* BEGIN *
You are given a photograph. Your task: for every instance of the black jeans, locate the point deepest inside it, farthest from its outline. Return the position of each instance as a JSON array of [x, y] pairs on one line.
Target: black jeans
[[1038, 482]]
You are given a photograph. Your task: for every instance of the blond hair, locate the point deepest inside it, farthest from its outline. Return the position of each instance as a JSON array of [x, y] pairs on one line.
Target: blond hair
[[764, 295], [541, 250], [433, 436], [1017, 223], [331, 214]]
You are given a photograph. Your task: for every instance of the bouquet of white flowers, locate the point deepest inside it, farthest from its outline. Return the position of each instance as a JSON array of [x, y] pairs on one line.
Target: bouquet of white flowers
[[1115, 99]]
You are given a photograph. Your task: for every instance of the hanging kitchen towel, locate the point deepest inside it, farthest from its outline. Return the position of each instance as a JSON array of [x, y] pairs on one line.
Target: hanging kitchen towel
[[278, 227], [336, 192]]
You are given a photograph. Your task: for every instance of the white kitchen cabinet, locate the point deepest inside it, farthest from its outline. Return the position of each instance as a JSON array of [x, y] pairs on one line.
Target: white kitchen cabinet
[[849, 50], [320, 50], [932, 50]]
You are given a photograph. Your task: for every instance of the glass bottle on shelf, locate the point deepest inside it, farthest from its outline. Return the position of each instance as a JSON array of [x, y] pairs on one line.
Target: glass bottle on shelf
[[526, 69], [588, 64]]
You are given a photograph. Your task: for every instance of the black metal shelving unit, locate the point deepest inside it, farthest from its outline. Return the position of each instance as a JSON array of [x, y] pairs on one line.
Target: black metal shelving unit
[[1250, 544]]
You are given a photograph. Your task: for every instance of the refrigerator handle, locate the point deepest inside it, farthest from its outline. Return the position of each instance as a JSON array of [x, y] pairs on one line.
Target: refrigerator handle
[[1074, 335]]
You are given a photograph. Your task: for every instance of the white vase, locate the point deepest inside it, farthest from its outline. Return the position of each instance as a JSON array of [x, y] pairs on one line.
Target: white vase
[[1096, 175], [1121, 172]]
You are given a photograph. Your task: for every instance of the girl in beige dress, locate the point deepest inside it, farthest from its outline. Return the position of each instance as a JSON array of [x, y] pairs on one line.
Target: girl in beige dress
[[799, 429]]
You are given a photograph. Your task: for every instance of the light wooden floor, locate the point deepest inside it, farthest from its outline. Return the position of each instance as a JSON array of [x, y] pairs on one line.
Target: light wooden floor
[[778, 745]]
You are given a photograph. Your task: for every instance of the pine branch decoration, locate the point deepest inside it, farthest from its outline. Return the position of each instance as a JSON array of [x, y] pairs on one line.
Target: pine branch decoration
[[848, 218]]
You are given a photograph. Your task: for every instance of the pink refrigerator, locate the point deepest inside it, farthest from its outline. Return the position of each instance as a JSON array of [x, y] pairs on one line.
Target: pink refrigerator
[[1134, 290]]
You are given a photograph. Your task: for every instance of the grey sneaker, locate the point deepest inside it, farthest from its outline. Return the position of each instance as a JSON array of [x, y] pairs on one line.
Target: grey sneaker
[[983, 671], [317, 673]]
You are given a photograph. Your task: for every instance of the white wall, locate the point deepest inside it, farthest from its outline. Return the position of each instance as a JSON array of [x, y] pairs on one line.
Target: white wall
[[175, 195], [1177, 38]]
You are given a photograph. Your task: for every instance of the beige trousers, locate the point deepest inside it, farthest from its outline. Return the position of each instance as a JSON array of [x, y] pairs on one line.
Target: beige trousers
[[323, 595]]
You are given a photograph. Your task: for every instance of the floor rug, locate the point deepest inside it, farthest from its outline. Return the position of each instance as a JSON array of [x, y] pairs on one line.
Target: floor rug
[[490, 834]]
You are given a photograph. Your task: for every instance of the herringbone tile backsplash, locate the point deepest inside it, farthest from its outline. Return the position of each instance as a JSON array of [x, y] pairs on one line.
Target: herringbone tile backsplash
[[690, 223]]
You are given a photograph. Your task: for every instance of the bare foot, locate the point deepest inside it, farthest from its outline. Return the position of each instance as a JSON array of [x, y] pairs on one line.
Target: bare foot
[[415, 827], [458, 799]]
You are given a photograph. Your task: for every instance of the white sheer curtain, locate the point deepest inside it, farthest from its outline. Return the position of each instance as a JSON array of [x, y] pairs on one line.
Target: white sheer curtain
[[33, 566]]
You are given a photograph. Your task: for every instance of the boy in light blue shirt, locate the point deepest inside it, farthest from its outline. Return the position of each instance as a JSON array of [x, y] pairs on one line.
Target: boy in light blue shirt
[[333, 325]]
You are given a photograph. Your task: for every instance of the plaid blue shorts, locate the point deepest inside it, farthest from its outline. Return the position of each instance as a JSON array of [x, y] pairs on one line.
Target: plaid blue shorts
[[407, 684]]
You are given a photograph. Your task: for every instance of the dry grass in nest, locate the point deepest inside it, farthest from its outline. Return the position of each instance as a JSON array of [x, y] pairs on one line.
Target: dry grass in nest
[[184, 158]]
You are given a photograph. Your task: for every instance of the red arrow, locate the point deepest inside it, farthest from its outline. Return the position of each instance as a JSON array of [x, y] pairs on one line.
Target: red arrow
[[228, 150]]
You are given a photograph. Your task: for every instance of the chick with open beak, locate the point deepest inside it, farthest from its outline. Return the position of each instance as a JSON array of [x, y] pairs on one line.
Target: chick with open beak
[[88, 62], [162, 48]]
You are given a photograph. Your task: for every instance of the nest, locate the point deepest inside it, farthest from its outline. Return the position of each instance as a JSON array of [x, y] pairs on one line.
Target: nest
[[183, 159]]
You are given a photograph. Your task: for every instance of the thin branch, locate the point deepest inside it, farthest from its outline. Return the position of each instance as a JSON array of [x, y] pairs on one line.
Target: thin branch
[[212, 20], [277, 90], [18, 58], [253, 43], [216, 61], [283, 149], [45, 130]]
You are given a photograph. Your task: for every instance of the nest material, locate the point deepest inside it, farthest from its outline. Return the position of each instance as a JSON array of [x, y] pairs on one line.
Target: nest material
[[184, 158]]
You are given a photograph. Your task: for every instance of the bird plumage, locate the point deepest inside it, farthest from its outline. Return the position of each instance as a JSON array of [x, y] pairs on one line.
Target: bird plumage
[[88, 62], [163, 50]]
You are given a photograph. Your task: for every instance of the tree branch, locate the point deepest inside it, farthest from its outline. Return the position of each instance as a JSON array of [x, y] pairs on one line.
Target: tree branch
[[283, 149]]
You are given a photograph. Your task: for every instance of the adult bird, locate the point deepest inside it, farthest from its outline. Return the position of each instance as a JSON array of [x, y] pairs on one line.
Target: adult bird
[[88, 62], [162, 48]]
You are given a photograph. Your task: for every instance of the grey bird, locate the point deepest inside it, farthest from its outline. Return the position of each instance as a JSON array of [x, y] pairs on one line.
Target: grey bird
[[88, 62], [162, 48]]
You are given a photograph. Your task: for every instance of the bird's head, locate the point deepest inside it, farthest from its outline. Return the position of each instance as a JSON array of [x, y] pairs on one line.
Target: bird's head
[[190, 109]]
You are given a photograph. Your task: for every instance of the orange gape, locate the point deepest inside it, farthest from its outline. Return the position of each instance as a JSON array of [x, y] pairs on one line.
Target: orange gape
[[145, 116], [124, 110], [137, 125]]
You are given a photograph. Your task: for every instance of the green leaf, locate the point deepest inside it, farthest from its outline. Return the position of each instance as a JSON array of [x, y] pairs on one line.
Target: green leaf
* END *
**Task instructions**
Copy all of the rows above word for word, changing nothing.

**Answer to the problem**
You are given a photograph. Your task: for every instance of the black jeans, locate the point deepest inside it, farthest from its outline. Return the position of each instance as a JSON array of [x, y] pairs on one line.
Target: black jeans
[[1038, 482]]
You are given a photograph. Your task: for every instance of the blond hair, locate the point deepest inside it, farthest from its outline. Return the position of each instance as a JSON array of [x, y] pairs on one line.
Target: blond hair
[[764, 295], [541, 250], [433, 436], [1017, 223], [331, 214]]
You are given a photograph. Your task: for every instance of the bouquet of white flowers, locate the point deepest inside it, farthest from its outline. Return the position of each instance as a JSON array of [x, y] pairs on one line.
Target: bouquet of white flowers
[[1115, 99]]
You are given a photograph. Your task: for every instance of the hanging kitchen towel, locate the point deepest inside it, farthest from its outline. Return the position of each instance as a JSON array of [x, y] pairs on one line.
Target: hanging kitchen towel
[[278, 227], [336, 192]]
You are given a photograph. Your task: for every instance of the white kitchen cabinet, locate the point deepest inside it, farthest from its outline. Return the position of each instance as a JSON array of [x, y] pairs on one line.
Target: white kitchen cabinet
[[849, 50], [320, 50], [932, 50]]
You are given a photograph. Your task: for every instance of the glass bottle on shelf, locate the point deepest inside it, farthest from its outline. Return the position of each instance as a JSON array of [x, y] pairs on one line.
Target: glass bottle on shelf
[[526, 69], [588, 64]]
You are given a photograph. Your task: for every instance of the black metal shelving unit, locate the point deepest inside it, farthest from its outline. Return the position of each instance as a JSON array of [x, y] pairs on one line.
Target: black metal shelving unit
[[1250, 544]]
You are given a photograph. Your task: for every instance of the refrigerator handle, locate the point deepest inside it, farthest from its outline. Return the position of each instance as a JSON array of [x, y] pairs on one line.
Target: refrigerator handle
[[1074, 335]]
You are given a photograph. Your task: for every instance of the white vase, locate the point deepest inside it, farthest from its outline. Return the position of each instance as a JSON array of [x, y] pairs on one line.
Target: white vase
[[1096, 175], [1121, 172]]
You are given a photograph. Your task: for every instance of the girl in beige dress, locate the point deepest inside it, farthest from its outline. Return the position of each instance as a JSON array of [x, y] pairs on one line.
Target: girl in beige dress
[[799, 429]]
You are given a photograph. Your task: for every instance of the light wooden floor, locate the point deepest inside it, farthest from its outline. Return the position of each instance as a JSON array of [x, y] pairs on one line.
Target: light wooden floor
[[778, 745]]
You are given a photograph. Your task: for every instance of the pine branch decoration, locate the point deepest inside it, farthest from its outline. Return the position of each instance as a JSON array of [x, y] pairs on one line.
Target: pine branch decoration
[[848, 218]]
You are given a photograph. Your task: for every instance of the pink refrigerator, locate the point deepest inside it, farthest from its outline. Return the position of each instance as a JSON array of [x, y] pairs on one line.
Target: pink refrigerator
[[1134, 290]]
You are given a photograph. Your task: for every instance of the grey sneaker, locate the point deepest inside it, farthest from its outline. Return the position of each instance as a JSON array of [x, y] pairs on one line.
Target: grey sneaker
[[983, 671], [317, 673]]
You are given a photograph. Your task: for every instance of the white wall, locate the point deepest inside it, farthest from its outline. Return the position of each instance as a JSON array of [x, y] pairs on one line.
Target: white wall
[[175, 195], [1177, 38]]
You are given a photograph. Your task: for every instance of the beige trousers, locate the point deepest inside it, farthest from its outline. Return the position of each instance as a JSON array of [x, y] pairs on one line.
Target: beige trousers
[[323, 595]]
You are given a photograph. Your task: for every instance of the floor rug, locate the point deepest inside it, farthest from its outline. Return the position of each instance as a JSON array of [x, y] pairs on one line.
Target: floor rug
[[490, 834]]
You are given a photograph. Your task: for every instance of the herringbone tile backsplash, locate the point deepest inside it, farthest from its outline. Return the position of each instance as a JSON array of [x, y] pairs on one line.
Target: herringbone tile backsplash
[[690, 223]]
You are given a photograph. Your task: for every instance of the bare foot, locate the point deepest inside it, farthest from its outline. Return the position of each instance as a JSON array of [x, y] pairs on one line.
Target: bare foot
[[415, 827], [458, 799]]
You are given a photograph. Your task: for every instance of the white sheer curtain, locate the point deepest inside it, farthest from its outline. Return the position of each instance as a JSON array of [x, y] pairs on one line.
Target: white sheer curtain
[[33, 566]]
You are given a photograph. Your task: for every instance of the boy in light blue shirt, locate the point deepest inside it, farthest from its outline. Return the position of each instance as a JSON array of [x, y] pairs on one line.
Target: boy in light blue shirt
[[333, 325]]
You are given a photograph. Your task: for every instance of the plaid blue shorts, locate the point deepest inside it, farthest from its outline. Return the position of each instance as a JSON array of [x, y] pairs on one line.
Target: plaid blue shorts
[[407, 684]]
You are given a photograph. Your task: for every instance of the dry grass in nest, locate the point deepest inside it, farthest from its outline. Return the position of each instance as a JSON array of [x, y] pairs on one line.
Target: dry grass in nest
[[184, 158]]
You are given a photograph. Your task: for every instance of the red arrow, locate the point deepest inside it, farthest from its outline. Return the position of each instance as a JSON array of [x, y] pairs on one line.
Target: red arrow
[[228, 150]]
You are given a photograph. Your task: for every instance of the chick with open beak, locate the point deepest inside it, farthest from its outline. Return the position of each instance as a JSON array of [x, y] pairs on one line.
Target: chick with open beak
[[88, 62], [162, 48]]
You are given a photograph. Your task: for every instance of the nest, locate the point deepest inside it, farthest from its outline. Return the position of each instance as a JSON array of [x, y] pairs on one line.
Target: nest
[[183, 159]]
You are given a photograph. Your task: for every instance of the thin branch, locate the point deepest inside it, farthest from its outline. Return the position of each instance as a JSON array of [x, y] pairs on one line.
Target: thin branch
[[212, 20], [277, 90], [18, 58], [253, 43], [216, 61], [283, 149], [45, 130]]
You are given a photograph. Your task: for every instance of the nest material, locate the point deepest inside it, farthest from its outline. Return the position of each instance as a JSON array of [x, y] pairs on one line.
Target: nest material
[[184, 158]]
You are given a photograph. Your task: for every instance of the bird plumage, locate the point deepest inside it, farthest from its outline. Return the position of each instance as a JSON array of [x, y] pairs on one line.
Target: bird plumage
[[88, 62], [163, 50]]
You are given a photograph. Your task: for every instance of the tree branch, locate the point deepest inside it, farthest from its outline. Return the position of each instance as a JSON array of [x, y] pairs on one line.
Target: tree branch
[[283, 149]]
You are given a photograph. Your task: for every instance of the adult bird, locate the point deepest inside it, farthest from its outline. Return the position of each instance as a JSON array of [x, y] pairs on one line.
Target: adult bird
[[88, 62], [162, 48]]
You are given a photograph. Your task: for every instance of the grey bird, locate the point deepest inside it, farthest from its outline. Return the position of each instance as a JSON array of [x, y] pairs on one line.
Target: grey bird
[[88, 62], [162, 48]]
You are given a photograph. Your task: for every instance of the bird's head, locate the point deepest inside it, farthest from its outline. Return the position of each instance as a JSON array of [x, y] pairs on one line.
Target: bird's head
[[190, 109]]
You are given a photograph. Your task: for every instance of the orange gape, locate the point deepest inside it, farthest from its outline. Return the position of each instance as a JSON array of [x, y] pairs on one line.
Target: orange gape
[[145, 116], [124, 110], [137, 125]]
You are given a photograph. Your task: for every instance of the green leaf, locate the point deepest inside it, farthest from its outline. Return the position of each instance as a JSON array of [x, y] pairs on one line.
Target: green leaf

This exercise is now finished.